- **EXERCISE**: Each line that holds the word "reflection" counts once; give the total for the records below and nothing else.

- **SUPPLIED RECORDS**:
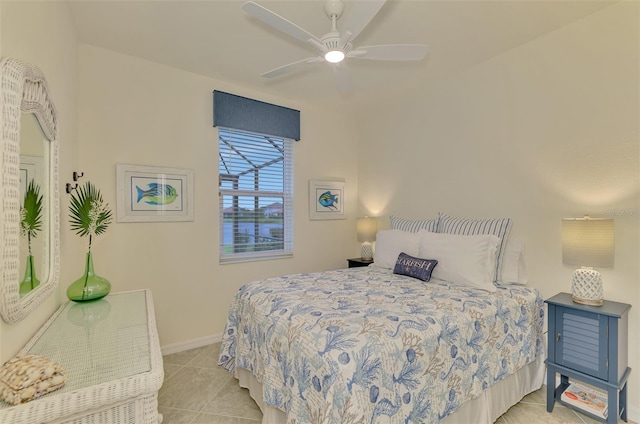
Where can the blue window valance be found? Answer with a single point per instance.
(241, 113)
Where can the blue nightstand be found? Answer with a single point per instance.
(588, 344)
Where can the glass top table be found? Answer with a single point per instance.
(106, 345)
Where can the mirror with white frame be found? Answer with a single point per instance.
(30, 264)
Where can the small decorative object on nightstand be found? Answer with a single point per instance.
(358, 262)
(587, 243)
(588, 344)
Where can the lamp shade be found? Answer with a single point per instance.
(366, 228)
(588, 242)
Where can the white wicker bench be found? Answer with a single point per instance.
(110, 351)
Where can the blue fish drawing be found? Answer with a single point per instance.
(328, 200)
(157, 194)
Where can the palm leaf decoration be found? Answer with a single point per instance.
(88, 214)
(31, 213)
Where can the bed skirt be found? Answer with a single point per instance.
(484, 409)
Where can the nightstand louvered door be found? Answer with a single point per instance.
(581, 342)
(588, 344)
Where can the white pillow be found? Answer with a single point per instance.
(463, 226)
(514, 269)
(389, 245)
(467, 260)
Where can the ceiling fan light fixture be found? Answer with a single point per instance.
(334, 56)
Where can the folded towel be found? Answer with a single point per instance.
(26, 377)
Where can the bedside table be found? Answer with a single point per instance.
(588, 344)
(358, 262)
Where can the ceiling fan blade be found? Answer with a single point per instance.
(278, 22)
(390, 52)
(292, 67)
(359, 17)
(343, 78)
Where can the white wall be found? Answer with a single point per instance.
(42, 33)
(137, 112)
(545, 131)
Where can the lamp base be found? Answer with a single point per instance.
(586, 287)
(366, 251)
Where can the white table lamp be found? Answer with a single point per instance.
(366, 228)
(587, 243)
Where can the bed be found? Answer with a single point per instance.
(368, 345)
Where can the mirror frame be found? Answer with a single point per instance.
(24, 89)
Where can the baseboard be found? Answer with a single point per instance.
(190, 344)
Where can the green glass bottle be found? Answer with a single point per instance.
(30, 280)
(90, 286)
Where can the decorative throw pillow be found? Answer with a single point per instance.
(466, 260)
(514, 270)
(390, 243)
(498, 227)
(414, 267)
(413, 225)
(26, 377)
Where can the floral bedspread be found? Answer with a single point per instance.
(363, 345)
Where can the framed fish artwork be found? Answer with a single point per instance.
(326, 200)
(149, 193)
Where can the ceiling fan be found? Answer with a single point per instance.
(336, 45)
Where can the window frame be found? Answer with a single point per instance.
(286, 195)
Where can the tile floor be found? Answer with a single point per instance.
(197, 391)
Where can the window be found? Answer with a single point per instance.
(256, 188)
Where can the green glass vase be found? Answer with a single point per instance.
(90, 286)
(30, 280)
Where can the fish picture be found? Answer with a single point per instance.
(328, 200)
(157, 194)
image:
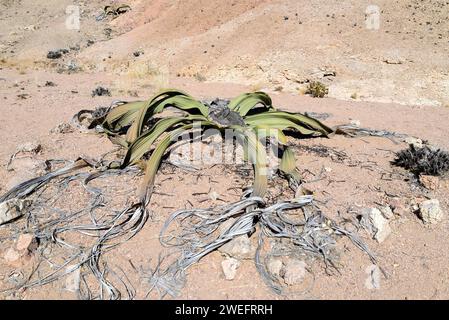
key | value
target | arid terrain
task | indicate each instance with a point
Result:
(392, 77)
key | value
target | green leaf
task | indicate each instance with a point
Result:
(285, 120)
(288, 165)
(245, 102)
(174, 99)
(258, 157)
(143, 144)
(153, 163)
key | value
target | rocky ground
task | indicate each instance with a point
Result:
(394, 79)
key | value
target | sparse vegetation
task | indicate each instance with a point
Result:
(317, 89)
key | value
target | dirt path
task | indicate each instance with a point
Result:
(412, 255)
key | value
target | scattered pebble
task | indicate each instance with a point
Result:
(430, 211)
(417, 143)
(62, 128)
(11, 255)
(50, 84)
(12, 209)
(387, 212)
(398, 207)
(230, 266)
(429, 182)
(100, 91)
(376, 224)
(56, 54)
(295, 271)
(355, 123)
(274, 266)
(239, 248)
(26, 242)
(32, 147)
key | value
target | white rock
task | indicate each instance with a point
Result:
(11, 255)
(24, 242)
(417, 143)
(12, 209)
(376, 224)
(295, 271)
(355, 123)
(239, 248)
(387, 212)
(213, 195)
(430, 211)
(33, 147)
(230, 266)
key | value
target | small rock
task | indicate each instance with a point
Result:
(230, 266)
(417, 143)
(274, 266)
(72, 282)
(430, 211)
(429, 182)
(56, 54)
(50, 84)
(399, 208)
(26, 242)
(387, 212)
(226, 225)
(376, 224)
(32, 147)
(62, 128)
(12, 209)
(239, 248)
(295, 270)
(355, 123)
(100, 91)
(11, 256)
(213, 195)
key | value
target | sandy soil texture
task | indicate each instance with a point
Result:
(393, 78)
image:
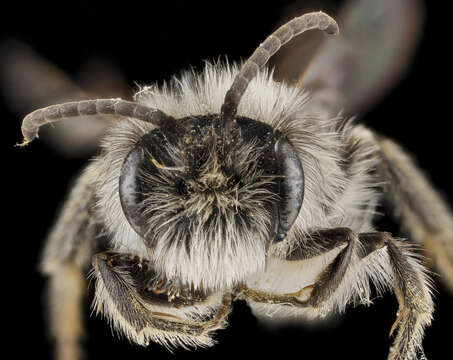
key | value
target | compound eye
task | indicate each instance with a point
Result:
(149, 156)
(131, 192)
(291, 186)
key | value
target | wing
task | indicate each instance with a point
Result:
(353, 71)
(30, 82)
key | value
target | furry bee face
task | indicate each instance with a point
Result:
(192, 194)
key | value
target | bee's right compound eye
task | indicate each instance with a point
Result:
(291, 186)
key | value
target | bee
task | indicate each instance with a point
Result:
(224, 186)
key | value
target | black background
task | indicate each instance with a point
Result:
(150, 42)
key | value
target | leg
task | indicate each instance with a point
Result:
(144, 307)
(66, 254)
(421, 210)
(330, 278)
(410, 283)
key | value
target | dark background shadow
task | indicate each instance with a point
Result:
(150, 42)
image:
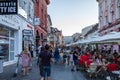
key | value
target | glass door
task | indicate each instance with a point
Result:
(12, 49)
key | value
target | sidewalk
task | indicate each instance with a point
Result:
(9, 71)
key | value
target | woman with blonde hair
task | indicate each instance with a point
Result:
(26, 59)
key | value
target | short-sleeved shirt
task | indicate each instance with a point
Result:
(45, 58)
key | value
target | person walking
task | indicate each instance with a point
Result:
(56, 55)
(45, 58)
(26, 59)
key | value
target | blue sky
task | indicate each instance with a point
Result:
(72, 16)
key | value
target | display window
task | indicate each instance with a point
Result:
(6, 44)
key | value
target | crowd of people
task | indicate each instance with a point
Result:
(100, 62)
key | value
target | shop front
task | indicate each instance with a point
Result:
(7, 40)
(9, 35)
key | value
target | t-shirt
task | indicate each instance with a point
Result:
(45, 58)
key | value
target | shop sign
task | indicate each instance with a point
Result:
(1, 66)
(27, 32)
(8, 7)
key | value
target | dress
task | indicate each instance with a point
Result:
(25, 59)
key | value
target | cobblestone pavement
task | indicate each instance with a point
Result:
(59, 72)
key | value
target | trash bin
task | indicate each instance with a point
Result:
(1, 66)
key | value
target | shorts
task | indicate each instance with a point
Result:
(46, 71)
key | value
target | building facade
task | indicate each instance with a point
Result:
(41, 14)
(109, 16)
(109, 19)
(16, 31)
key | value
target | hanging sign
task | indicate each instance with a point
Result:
(8, 7)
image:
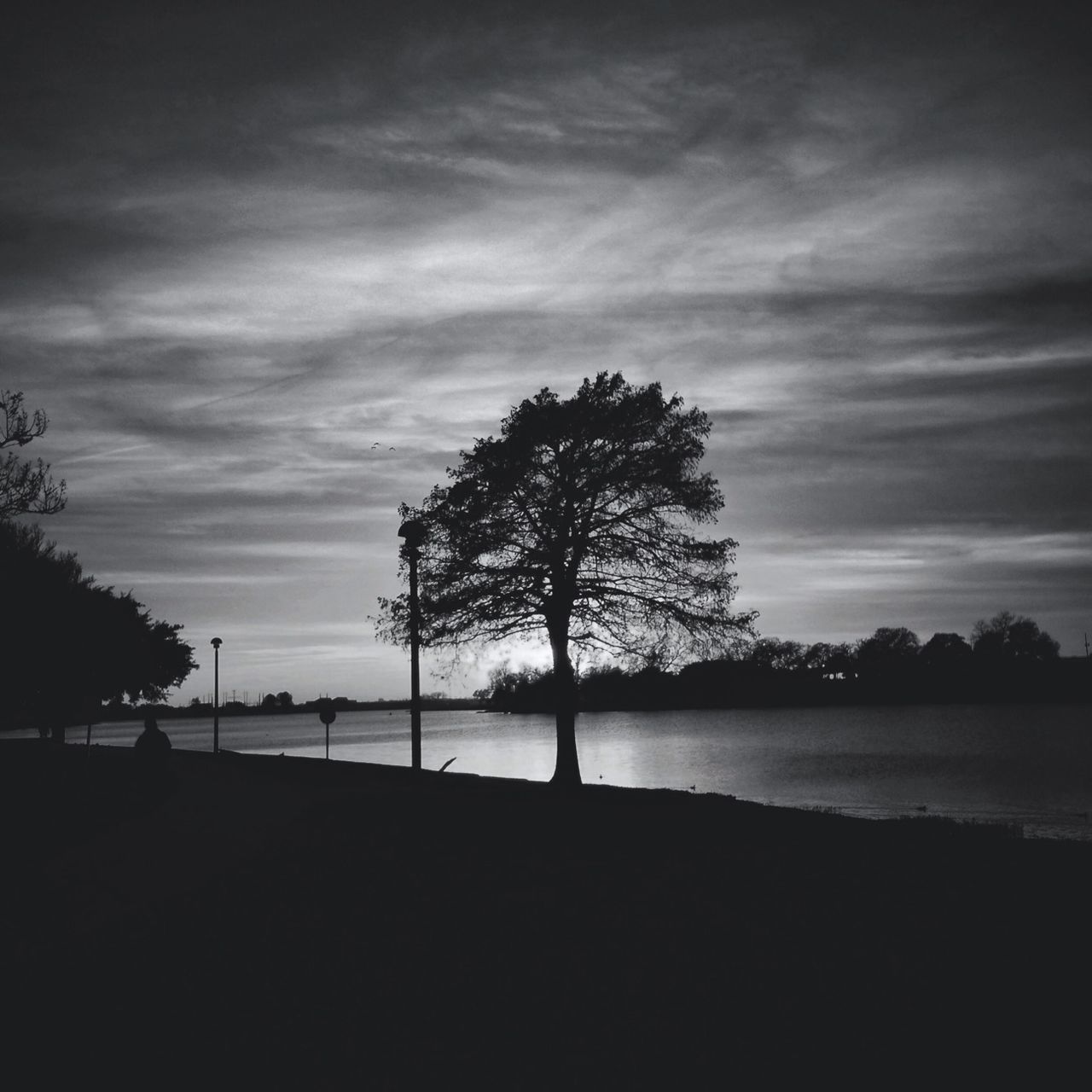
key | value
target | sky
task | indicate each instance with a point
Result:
(269, 268)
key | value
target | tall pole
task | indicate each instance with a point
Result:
(414, 664)
(413, 532)
(217, 642)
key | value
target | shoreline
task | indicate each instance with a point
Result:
(283, 912)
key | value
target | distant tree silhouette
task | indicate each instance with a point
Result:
(776, 654)
(890, 647)
(67, 642)
(577, 523)
(944, 651)
(26, 487)
(1013, 638)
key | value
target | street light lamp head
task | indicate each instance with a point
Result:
(414, 533)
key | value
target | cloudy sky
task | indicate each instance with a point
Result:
(269, 268)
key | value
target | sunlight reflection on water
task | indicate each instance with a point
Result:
(1028, 764)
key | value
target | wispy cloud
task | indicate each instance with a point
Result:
(269, 274)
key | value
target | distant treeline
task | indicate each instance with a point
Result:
(1008, 659)
(125, 711)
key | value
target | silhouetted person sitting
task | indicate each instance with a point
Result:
(153, 751)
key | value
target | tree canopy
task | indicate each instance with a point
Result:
(578, 523)
(26, 487)
(68, 643)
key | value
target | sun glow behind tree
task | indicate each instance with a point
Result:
(577, 525)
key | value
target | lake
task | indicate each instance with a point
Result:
(1026, 764)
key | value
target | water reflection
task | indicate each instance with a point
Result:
(1030, 764)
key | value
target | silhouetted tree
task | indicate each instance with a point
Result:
(1013, 636)
(577, 522)
(944, 650)
(26, 487)
(73, 642)
(889, 647)
(780, 655)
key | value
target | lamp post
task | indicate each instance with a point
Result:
(413, 532)
(217, 642)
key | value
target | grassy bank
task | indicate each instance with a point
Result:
(300, 923)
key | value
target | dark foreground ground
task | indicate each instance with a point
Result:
(291, 923)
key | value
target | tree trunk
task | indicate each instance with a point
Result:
(566, 767)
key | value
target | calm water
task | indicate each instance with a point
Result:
(1030, 764)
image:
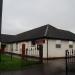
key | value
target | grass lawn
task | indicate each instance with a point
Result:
(7, 64)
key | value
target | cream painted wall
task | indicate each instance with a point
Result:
(58, 52)
(45, 49)
(32, 50)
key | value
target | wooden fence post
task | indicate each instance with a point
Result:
(66, 58)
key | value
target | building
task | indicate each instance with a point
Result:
(45, 41)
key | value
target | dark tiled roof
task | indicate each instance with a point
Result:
(7, 38)
(46, 31)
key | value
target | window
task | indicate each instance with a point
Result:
(70, 44)
(32, 43)
(58, 46)
(58, 43)
(16, 46)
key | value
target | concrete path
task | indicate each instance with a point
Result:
(53, 67)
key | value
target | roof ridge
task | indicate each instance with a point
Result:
(46, 31)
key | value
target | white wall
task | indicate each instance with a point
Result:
(58, 52)
(45, 49)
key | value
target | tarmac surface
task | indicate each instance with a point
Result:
(52, 67)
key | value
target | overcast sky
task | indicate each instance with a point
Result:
(23, 15)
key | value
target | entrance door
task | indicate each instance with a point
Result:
(23, 50)
(40, 52)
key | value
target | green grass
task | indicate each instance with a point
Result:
(7, 64)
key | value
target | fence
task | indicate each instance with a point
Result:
(70, 61)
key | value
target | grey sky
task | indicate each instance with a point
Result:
(23, 15)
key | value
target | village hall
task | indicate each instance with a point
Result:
(45, 41)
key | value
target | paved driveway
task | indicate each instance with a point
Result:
(53, 67)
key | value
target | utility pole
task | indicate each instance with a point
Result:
(1, 4)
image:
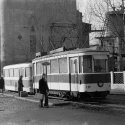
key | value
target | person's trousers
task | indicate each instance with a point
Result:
(44, 100)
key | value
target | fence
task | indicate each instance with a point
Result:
(118, 82)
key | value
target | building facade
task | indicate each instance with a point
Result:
(26, 28)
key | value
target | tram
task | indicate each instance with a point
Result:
(12, 73)
(74, 73)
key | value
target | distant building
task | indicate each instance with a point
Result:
(26, 28)
(113, 39)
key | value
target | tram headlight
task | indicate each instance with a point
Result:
(100, 84)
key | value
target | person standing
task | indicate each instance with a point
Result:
(43, 89)
(2, 84)
(20, 84)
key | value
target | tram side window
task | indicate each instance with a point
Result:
(11, 73)
(16, 72)
(81, 64)
(39, 68)
(54, 66)
(87, 63)
(6, 73)
(48, 69)
(28, 72)
(63, 65)
(22, 72)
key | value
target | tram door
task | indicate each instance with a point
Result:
(74, 74)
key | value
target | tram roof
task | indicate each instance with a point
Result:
(18, 65)
(87, 51)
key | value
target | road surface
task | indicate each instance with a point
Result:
(15, 111)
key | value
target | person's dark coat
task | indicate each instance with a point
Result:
(20, 85)
(1, 83)
(43, 86)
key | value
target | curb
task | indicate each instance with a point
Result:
(25, 99)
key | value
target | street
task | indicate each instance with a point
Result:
(15, 111)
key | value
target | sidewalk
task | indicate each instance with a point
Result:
(31, 98)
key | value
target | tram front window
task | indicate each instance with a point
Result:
(99, 65)
(87, 63)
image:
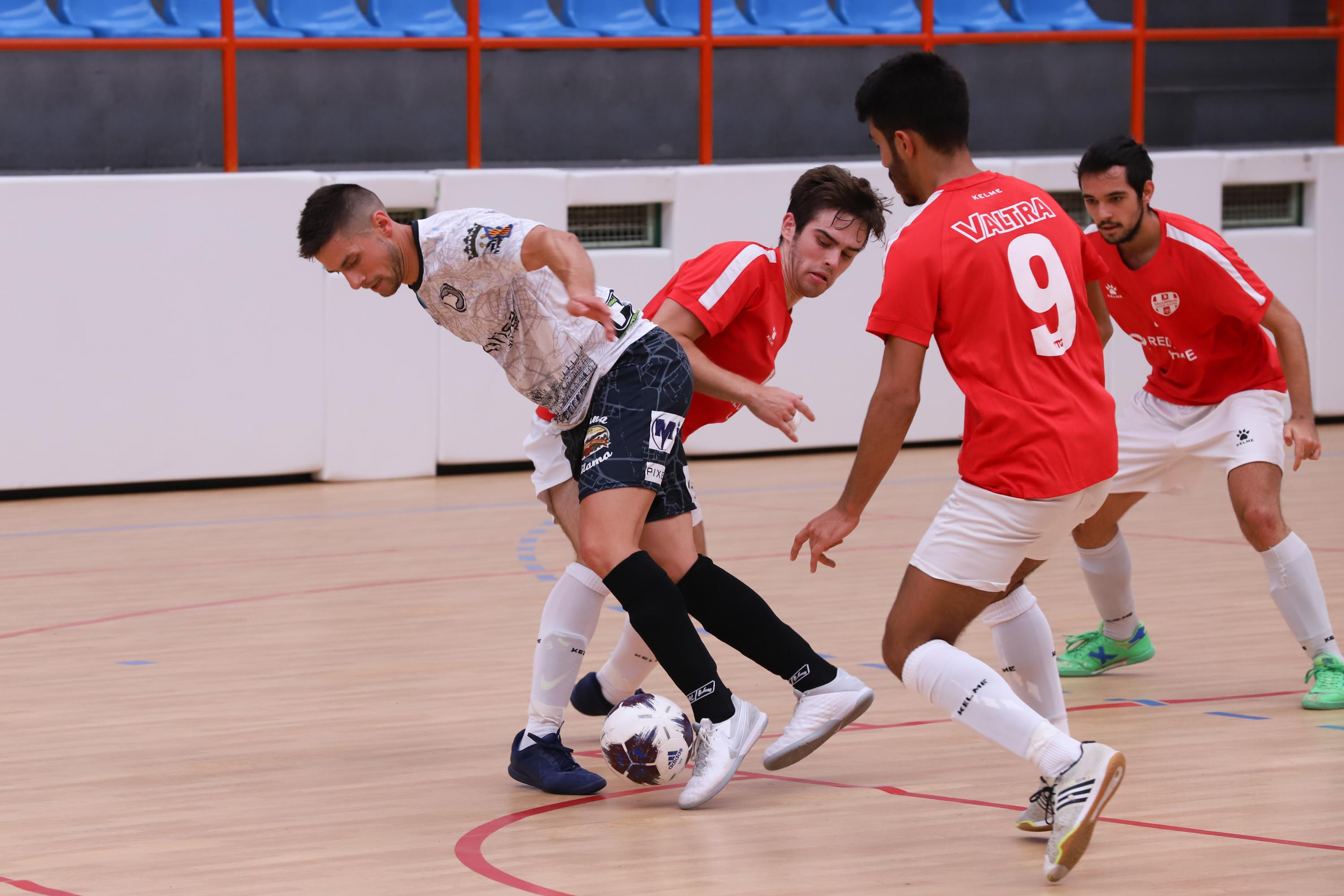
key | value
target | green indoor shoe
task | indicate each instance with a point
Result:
(1328, 691)
(1093, 653)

- **OUTPUT OF THE TASK**: 2